_Set task_
Copy the data from the line that contains "[seg] woman wearing hat" through the end of the data, inclusive, substituting "lady" for each "woman" and changing nothing else.

_Data supplied_
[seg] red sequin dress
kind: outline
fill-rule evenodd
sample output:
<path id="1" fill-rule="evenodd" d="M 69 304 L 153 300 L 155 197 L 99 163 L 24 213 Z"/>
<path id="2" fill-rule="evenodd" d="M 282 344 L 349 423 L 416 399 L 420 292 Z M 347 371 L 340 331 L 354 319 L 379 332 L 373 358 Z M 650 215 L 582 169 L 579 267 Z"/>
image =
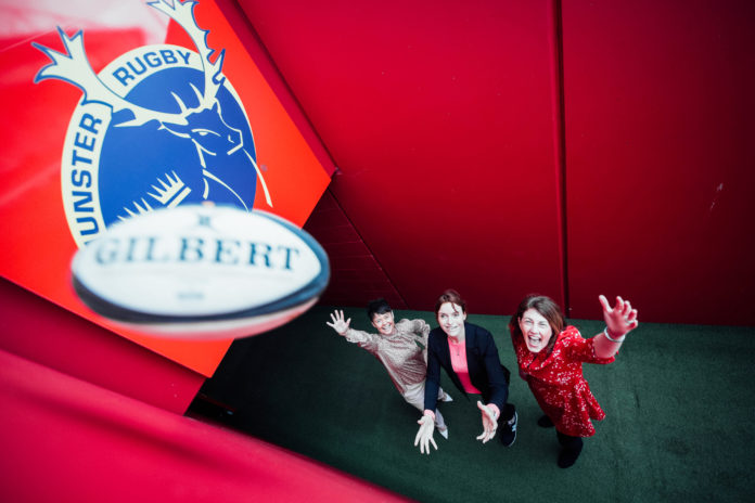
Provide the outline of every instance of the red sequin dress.
<path id="1" fill-rule="evenodd" d="M 611 363 L 615 357 L 598 358 L 592 339 L 586 339 L 574 326 L 559 334 L 553 351 L 530 352 L 523 337 L 514 337 L 520 376 L 527 382 L 540 409 L 555 428 L 572 437 L 591 437 L 605 413 L 583 376 L 583 363 Z"/>

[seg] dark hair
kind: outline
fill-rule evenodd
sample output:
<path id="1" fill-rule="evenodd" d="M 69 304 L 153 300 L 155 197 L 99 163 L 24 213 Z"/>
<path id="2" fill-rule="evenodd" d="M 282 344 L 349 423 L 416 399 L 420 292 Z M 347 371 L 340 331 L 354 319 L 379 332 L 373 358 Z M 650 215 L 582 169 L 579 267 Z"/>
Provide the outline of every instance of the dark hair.
<path id="1" fill-rule="evenodd" d="M 553 335 L 548 343 L 548 352 L 550 352 L 553 349 L 553 345 L 555 345 L 555 339 L 564 330 L 564 325 L 566 325 L 564 313 L 561 312 L 561 308 L 558 304 L 555 304 L 555 301 L 553 301 L 552 298 L 537 294 L 527 295 L 524 300 L 520 302 L 519 308 L 516 308 L 516 313 L 511 317 L 511 320 L 509 320 L 509 330 L 511 331 L 511 335 L 514 337 L 524 337 L 522 334 L 522 328 L 520 328 L 519 321 L 524 315 L 524 312 L 528 309 L 535 309 L 542 315 L 542 318 L 548 320 L 548 324 L 551 326 L 551 331 L 553 332 Z"/>
<path id="2" fill-rule="evenodd" d="M 370 319 L 370 321 L 372 321 L 372 318 L 375 314 L 385 314 L 386 312 L 391 311 L 393 311 L 393 309 L 391 309 L 388 301 L 383 297 L 370 300 L 370 304 L 367 305 L 367 317 Z"/>
<path id="3" fill-rule="evenodd" d="M 440 306 L 443 306 L 446 302 L 451 302 L 456 304 L 461 308 L 461 312 L 465 313 L 466 312 L 466 302 L 464 299 L 461 298 L 461 295 L 459 295 L 459 292 L 455 289 L 447 289 L 443 294 L 440 294 L 440 297 L 438 297 L 437 302 L 435 302 L 435 318 L 438 317 L 438 311 L 440 310 Z"/>

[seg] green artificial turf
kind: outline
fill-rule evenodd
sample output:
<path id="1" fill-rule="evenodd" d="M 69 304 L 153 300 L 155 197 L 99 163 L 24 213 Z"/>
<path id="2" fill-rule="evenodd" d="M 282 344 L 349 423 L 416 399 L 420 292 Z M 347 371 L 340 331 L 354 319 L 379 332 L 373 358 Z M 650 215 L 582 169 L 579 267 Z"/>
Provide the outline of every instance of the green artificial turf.
<path id="1" fill-rule="evenodd" d="M 426 502 L 751 501 L 755 469 L 755 328 L 643 323 L 615 363 L 585 365 L 606 413 L 585 439 L 576 465 L 556 466 L 555 433 L 519 378 L 508 317 L 468 321 L 492 332 L 512 371 L 510 402 L 519 411 L 516 442 L 482 444 L 479 412 L 445 373 L 453 397 L 442 403 L 450 437 L 438 450 L 413 447 L 419 411 L 393 387 L 381 363 L 325 325 L 317 307 L 290 324 L 233 343 L 202 392 L 233 414 L 205 415 L 269 442 Z M 351 326 L 368 330 L 363 309 L 345 309 Z M 396 318 L 432 312 L 396 311 Z M 602 321 L 572 320 L 583 335 Z"/>

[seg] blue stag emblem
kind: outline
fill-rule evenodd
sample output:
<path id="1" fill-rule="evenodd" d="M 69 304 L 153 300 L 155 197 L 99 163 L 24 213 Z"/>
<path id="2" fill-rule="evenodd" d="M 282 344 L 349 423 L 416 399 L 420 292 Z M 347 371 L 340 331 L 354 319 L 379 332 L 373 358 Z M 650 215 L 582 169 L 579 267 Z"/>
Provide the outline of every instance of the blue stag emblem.
<path id="1" fill-rule="evenodd" d="M 190 36 L 196 51 L 145 46 L 99 74 L 79 30 L 60 27 L 65 53 L 34 43 L 52 63 L 35 82 L 54 78 L 84 95 L 73 114 L 61 168 L 63 205 L 80 246 L 107 225 L 163 207 L 212 201 L 251 210 L 257 179 L 272 206 L 241 100 L 215 62 L 195 1 L 152 1 Z"/>

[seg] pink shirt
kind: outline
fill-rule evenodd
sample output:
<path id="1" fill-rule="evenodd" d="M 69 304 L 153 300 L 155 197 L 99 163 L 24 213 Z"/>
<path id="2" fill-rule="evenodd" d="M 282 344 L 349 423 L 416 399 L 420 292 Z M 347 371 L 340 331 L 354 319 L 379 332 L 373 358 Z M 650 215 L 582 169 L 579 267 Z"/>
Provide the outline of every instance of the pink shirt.
<path id="1" fill-rule="evenodd" d="M 456 344 L 448 337 L 448 350 L 451 351 L 451 366 L 453 372 L 459 376 L 464 391 L 468 394 L 482 395 L 479 389 L 475 388 L 470 381 L 470 371 L 466 366 L 466 346 L 464 343 Z"/>

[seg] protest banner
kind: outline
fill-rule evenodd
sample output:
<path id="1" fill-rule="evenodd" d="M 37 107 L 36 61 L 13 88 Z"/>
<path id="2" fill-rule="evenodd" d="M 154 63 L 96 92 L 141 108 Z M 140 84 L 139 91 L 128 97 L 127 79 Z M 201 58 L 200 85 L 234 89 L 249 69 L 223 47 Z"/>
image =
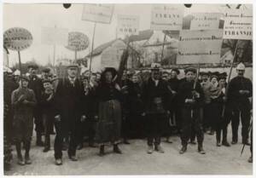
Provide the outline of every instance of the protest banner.
<path id="1" fill-rule="evenodd" d="M 84 4 L 82 20 L 109 24 L 113 11 L 113 5 L 112 4 Z"/>
<path id="2" fill-rule="evenodd" d="M 153 30 L 181 30 L 183 17 L 183 6 L 182 4 L 153 5 L 150 28 Z"/>
<path id="3" fill-rule="evenodd" d="M 3 34 L 3 46 L 11 50 L 21 51 L 31 46 L 32 39 L 32 34 L 26 29 L 10 28 Z"/>
<path id="4" fill-rule="evenodd" d="M 192 15 L 190 30 L 218 29 L 220 13 L 195 13 Z"/>
<path id="5" fill-rule="evenodd" d="M 41 41 L 49 45 L 67 45 L 68 31 L 66 28 L 42 27 Z"/>
<path id="6" fill-rule="evenodd" d="M 224 20 L 224 39 L 253 39 L 252 10 L 230 9 Z"/>
<path id="7" fill-rule="evenodd" d="M 219 63 L 223 30 L 180 32 L 177 64 Z"/>
<path id="8" fill-rule="evenodd" d="M 18 51 L 20 75 L 22 74 L 20 51 L 30 47 L 32 39 L 33 37 L 31 32 L 28 30 L 20 27 L 8 29 L 3 34 L 4 46 L 9 49 Z"/>
<path id="9" fill-rule="evenodd" d="M 113 46 L 106 49 L 102 55 L 102 68 L 114 67 L 119 69 L 124 49 Z"/>
<path id="10" fill-rule="evenodd" d="M 125 36 L 138 35 L 139 16 L 119 14 L 117 32 Z"/>

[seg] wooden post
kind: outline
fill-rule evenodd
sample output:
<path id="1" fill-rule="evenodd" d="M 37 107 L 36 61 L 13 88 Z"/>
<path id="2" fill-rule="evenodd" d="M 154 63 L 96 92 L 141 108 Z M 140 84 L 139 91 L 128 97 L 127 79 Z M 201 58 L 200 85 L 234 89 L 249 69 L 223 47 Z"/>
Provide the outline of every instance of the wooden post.
<path id="1" fill-rule="evenodd" d="M 231 63 L 230 71 L 230 73 L 229 73 L 229 78 L 228 78 L 228 82 L 227 82 L 227 87 L 226 87 L 226 89 L 225 89 L 225 96 L 226 97 L 228 95 L 229 88 L 230 88 L 230 77 L 231 77 L 232 69 L 233 69 L 235 60 L 236 60 L 236 50 L 237 50 L 237 43 L 238 43 L 238 40 L 236 41 L 235 51 L 233 53 L 233 61 Z M 224 104 L 223 106 L 223 110 L 222 110 L 222 114 L 221 114 L 222 118 L 224 117 L 225 108 L 226 108 L 226 105 Z"/>
<path id="2" fill-rule="evenodd" d="M 91 60 L 92 60 L 92 53 L 93 53 L 93 45 L 94 45 L 94 37 L 95 37 L 95 30 L 96 30 L 96 22 L 94 23 L 94 28 L 93 28 L 93 35 L 92 35 L 92 41 L 91 41 L 91 52 L 90 52 L 90 76 L 89 78 L 90 78 L 90 72 L 91 72 Z"/>
<path id="3" fill-rule="evenodd" d="M 165 33 L 164 43 L 163 43 L 163 47 L 162 47 L 162 53 L 161 53 L 161 60 L 160 60 L 161 65 L 163 65 L 162 62 L 163 62 L 163 57 L 164 57 L 163 55 L 164 55 L 164 49 L 165 49 L 166 38 L 166 34 Z"/>

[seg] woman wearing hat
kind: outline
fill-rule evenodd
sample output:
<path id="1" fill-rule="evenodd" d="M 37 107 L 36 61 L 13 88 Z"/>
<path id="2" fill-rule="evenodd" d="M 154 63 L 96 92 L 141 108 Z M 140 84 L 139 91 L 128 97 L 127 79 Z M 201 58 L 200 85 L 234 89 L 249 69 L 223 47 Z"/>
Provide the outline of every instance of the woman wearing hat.
<path id="1" fill-rule="evenodd" d="M 113 152 L 122 153 L 118 144 L 121 134 L 121 92 L 116 83 L 117 72 L 114 68 L 106 68 L 101 77 L 101 83 L 96 90 L 95 118 L 96 141 L 100 146 L 100 156 L 105 154 L 104 148 L 108 143 L 113 145 Z"/>
<path id="2" fill-rule="evenodd" d="M 13 129 L 14 140 L 16 146 L 18 164 L 20 165 L 32 164 L 29 151 L 33 130 L 33 108 L 37 100 L 33 90 L 28 89 L 28 78 L 20 78 L 20 87 L 14 90 L 11 103 L 14 107 Z M 25 160 L 21 154 L 21 142 L 25 147 Z"/>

_Solution for this exercise_
[seg] lady wearing hat
kind: outline
fill-rule evenodd
sample output:
<path id="1" fill-rule="evenodd" d="M 37 107 L 36 61 L 13 88 Z"/>
<path id="2" fill-rule="evenodd" d="M 154 63 L 96 92 L 141 108 Z M 140 84 L 139 91 L 128 97 L 127 79 Z M 201 58 L 200 85 L 234 89 L 249 69 L 223 47 Z"/>
Provide the outline of every instance of the lady wearing hat.
<path id="1" fill-rule="evenodd" d="M 113 152 L 122 153 L 118 144 L 121 134 L 121 92 L 116 83 L 117 72 L 114 68 L 106 68 L 101 77 L 101 83 L 96 90 L 95 118 L 96 141 L 100 146 L 100 156 L 105 154 L 104 148 L 108 143 L 113 145 Z"/>
<path id="2" fill-rule="evenodd" d="M 13 129 L 14 140 L 16 146 L 18 164 L 20 165 L 32 164 L 29 151 L 33 130 L 33 108 L 37 100 L 33 90 L 28 89 L 28 78 L 20 78 L 20 87 L 14 90 L 11 103 L 14 107 Z M 25 160 L 21 154 L 21 142 L 25 147 Z"/>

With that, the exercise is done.